> _Trecho para leitura_
┄┄┄┄┄┄┄┄┄┄

Na França, conseguiu realizar-se profissionalmente como professora de espanhol, casou-se e milita em organizações sociais.
Entretanto, denunciou que sempre persiste uma "transfobia".
Muitos professores negam obstinadamente o uso da identidade de gênero que ela escolheu e chegou a receber uma multa por "fraude" porque sua identidade não estavam em dia.
Clémence lembrou também que um controlador de trens o forçou a ter "relações sexuais".
Depois de anos de luta da comunidade LGBT, o Estado francês facilitou em 2016 a mudança de identidade civil para as pessoas trans. Mas embora as confusões administrativas tenham diminuído, a discriminação persiste.
- 'Perguntas constrangedoras' -
Clémence menciona "o abuso" constante e "perguntas constrangedoras" como "você é operada?" ou "Como você se chamava antes?".
"Pode-se considerar que a transição não acaba nunca", lamentou essa mulher morena, de rosto redondo e cabelos longos.
Christelle, por sua vez, iniciou a transição depois de ficar 34 anos em um corpo que não lhe correspondia, o de um militar parrudo e imprudente.
"Eu sabia desde muito pequena", conta. "Mas é preciso muita coragem para poder falar isso", contou.
Durante esse tempo teve "três tentativas de suicídio". Depois sua mulher a deixou e sua filha não fala com ela.
Esta mulher morena com óculos também lembrou as "torturas" sofridas em algumas operações.
A depilação a laser para tirar a barba a fez sentir em todas as sessões "milhares de alfinetadas".
Para transformar seu pênis em uma cavidade vaginal viajou para a Tailândia e sofreu os efeitos do pós-operatório durante um ano.

┄┄┄┄┄┄┄┄┄┄

> _Material fornecido_
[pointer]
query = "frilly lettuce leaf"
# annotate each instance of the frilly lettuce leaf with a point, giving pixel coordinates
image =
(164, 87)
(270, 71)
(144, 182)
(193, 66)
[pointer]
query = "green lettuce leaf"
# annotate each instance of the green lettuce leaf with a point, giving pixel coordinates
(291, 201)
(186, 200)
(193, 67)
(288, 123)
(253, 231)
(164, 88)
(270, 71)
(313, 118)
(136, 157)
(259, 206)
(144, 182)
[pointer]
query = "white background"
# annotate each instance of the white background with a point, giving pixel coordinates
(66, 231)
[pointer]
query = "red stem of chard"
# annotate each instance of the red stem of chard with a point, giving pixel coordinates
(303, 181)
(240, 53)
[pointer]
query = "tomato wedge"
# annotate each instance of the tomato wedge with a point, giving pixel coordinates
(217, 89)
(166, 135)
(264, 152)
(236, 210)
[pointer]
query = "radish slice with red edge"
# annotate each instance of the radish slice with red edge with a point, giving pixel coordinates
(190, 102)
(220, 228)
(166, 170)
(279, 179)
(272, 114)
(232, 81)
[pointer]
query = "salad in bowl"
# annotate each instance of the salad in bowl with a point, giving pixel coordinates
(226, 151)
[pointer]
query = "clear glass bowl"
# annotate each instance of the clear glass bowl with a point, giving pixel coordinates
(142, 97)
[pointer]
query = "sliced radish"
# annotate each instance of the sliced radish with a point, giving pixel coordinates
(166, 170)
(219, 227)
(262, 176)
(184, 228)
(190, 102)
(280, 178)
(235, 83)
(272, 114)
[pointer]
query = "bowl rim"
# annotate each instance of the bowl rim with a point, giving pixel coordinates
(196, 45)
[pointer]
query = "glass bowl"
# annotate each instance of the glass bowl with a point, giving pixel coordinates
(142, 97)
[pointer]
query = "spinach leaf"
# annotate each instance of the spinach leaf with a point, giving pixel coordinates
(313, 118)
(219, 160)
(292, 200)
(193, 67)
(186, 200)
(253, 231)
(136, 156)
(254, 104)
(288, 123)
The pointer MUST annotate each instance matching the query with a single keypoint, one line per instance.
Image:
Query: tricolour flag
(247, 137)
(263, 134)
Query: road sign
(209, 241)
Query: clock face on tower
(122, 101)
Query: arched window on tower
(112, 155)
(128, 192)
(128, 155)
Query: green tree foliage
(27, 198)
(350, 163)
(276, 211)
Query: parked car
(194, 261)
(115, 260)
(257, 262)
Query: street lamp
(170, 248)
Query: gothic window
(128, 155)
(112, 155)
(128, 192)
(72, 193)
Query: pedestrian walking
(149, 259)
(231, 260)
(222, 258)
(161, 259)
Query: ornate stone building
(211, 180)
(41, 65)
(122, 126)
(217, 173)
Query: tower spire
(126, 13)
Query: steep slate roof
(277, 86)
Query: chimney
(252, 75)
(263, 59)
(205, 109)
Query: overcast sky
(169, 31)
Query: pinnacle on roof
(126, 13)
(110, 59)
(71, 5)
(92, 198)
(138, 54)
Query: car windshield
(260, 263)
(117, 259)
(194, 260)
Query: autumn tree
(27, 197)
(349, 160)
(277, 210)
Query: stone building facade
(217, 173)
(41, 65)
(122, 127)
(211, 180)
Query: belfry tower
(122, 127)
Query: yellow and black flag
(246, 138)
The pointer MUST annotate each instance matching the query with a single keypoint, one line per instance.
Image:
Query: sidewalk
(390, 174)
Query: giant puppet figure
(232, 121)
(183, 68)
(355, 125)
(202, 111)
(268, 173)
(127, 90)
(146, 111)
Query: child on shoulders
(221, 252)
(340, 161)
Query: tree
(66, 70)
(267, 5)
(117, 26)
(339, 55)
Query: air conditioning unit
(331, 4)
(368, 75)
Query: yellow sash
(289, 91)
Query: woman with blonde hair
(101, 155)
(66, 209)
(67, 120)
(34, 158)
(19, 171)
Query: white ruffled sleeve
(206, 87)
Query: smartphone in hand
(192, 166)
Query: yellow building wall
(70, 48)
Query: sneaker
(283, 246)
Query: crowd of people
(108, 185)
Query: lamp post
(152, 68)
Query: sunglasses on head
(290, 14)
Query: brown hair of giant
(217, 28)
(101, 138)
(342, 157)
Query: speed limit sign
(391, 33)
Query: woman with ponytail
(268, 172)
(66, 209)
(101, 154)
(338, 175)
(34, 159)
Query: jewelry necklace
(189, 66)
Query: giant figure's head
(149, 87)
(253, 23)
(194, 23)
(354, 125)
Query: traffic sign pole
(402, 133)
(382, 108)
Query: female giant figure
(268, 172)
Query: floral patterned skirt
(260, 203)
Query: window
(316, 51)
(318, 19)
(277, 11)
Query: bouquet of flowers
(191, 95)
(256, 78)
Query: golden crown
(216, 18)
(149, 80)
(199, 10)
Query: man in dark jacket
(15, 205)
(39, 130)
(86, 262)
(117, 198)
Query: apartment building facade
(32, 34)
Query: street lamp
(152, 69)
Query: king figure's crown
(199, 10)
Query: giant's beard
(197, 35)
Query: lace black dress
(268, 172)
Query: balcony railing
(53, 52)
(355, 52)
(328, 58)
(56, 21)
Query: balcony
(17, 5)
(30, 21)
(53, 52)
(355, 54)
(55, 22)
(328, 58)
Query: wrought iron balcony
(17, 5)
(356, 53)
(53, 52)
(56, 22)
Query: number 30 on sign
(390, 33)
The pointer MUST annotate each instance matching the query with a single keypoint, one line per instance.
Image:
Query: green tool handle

┄┄┄┄┄┄┄┄┄┄

> _Lista de atividades_
[1] No texto sobre pessoas trans na França, por que Christelle viajou para a Tailândia? Responda em uma a três frases.
[2] De acordo com o texto sobre pessoas trans na França, em que ano o Estado francês facilitou a mudança de identidade civil para pessoas trans?
[3] Retome o texto sobre pessoas trans na França e escreva a continuação a partir da última frase.
O material não é necessário para fazer as atividades.

> _Respostas por tarefa_
[1] Christelle viajou para a Tailândia para transformar seu pênis em uma cavidade vaginal. Depois da operação, sofreu os efeitos do pós-operatório durante um ano.

[2] Em 2016.

[3]
"Eu chorava todos os dias. Tive que sofrer isso para poder ter depois uma vida normal", disse.
Aos 45 anos, Christelle continua no exército, está feliz casada com um militar, com quem tem um filho por reprodução assistida.
"Se eu não tivesse feito a transição, eu estaria aqui", disse. "Isso é uma certeza".
"Se há um ponto comum a todas as trajetórias, é a noção de que é algo inexorável. Para todos os meus pacientes trans, não havia outra opção", comentou o psiquiatra Thierry Gallarda, especialista no tema.
Mas a transição, cujo processo médico gera "júbilo", já que muda efetivamente a vida, também leva à arbitrariedade.
"Há corpos mais ou menos plausíveis".
- "Transfobia" -
Outro fator de injustiça é o sexo de nascimento.
"Se transita mais facilmente de +F para M+ (passagem de mulher para homem) do que o que de +M para F+ (homem para mulher)", afirmou a endocrinologista Catherine Brémont.
A testosterona, presente nos primeiros, tem um efeito muito rápido nos pêlos e na voz, que se torna mais grave.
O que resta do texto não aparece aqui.